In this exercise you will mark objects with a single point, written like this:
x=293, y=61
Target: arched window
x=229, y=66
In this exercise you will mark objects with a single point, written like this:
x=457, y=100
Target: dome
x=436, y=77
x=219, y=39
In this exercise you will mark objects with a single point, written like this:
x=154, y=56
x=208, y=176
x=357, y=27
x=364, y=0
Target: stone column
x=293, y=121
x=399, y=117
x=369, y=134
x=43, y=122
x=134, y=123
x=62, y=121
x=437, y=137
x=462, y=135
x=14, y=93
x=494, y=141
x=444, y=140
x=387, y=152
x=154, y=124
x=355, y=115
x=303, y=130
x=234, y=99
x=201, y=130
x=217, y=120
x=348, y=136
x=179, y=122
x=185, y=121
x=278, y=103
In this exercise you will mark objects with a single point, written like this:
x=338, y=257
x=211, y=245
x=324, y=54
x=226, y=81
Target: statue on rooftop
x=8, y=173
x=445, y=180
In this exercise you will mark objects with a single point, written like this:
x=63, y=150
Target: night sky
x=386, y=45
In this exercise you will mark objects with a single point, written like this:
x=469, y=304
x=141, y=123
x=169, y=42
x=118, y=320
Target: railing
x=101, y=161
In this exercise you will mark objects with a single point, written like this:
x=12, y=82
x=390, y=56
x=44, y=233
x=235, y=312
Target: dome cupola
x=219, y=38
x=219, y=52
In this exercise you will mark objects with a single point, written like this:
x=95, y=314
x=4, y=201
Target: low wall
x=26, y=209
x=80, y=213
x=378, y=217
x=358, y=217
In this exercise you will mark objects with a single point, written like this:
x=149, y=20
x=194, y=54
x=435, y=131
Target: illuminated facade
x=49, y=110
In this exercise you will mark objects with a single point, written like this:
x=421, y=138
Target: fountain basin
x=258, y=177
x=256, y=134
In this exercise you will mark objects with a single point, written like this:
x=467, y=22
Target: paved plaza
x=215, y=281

=====

### WHAT TO PRODUCE
In the data above, find the line with "x=435, y=131" and the line with "x=467, y=22". Retype both, plus every line between them, exactly.

### SOLUTION FOR THIS PROBLEM
x=435, y=131
Target: illuminated facade
x=49, y=110
In this exercise you will mark objects with a single point, written like this:
x=421, y=138
Target: fountain basin
x=258, y=177
x=256, y=134
In this exercise you will mark objects with a single point, written like this:
x=467, y=22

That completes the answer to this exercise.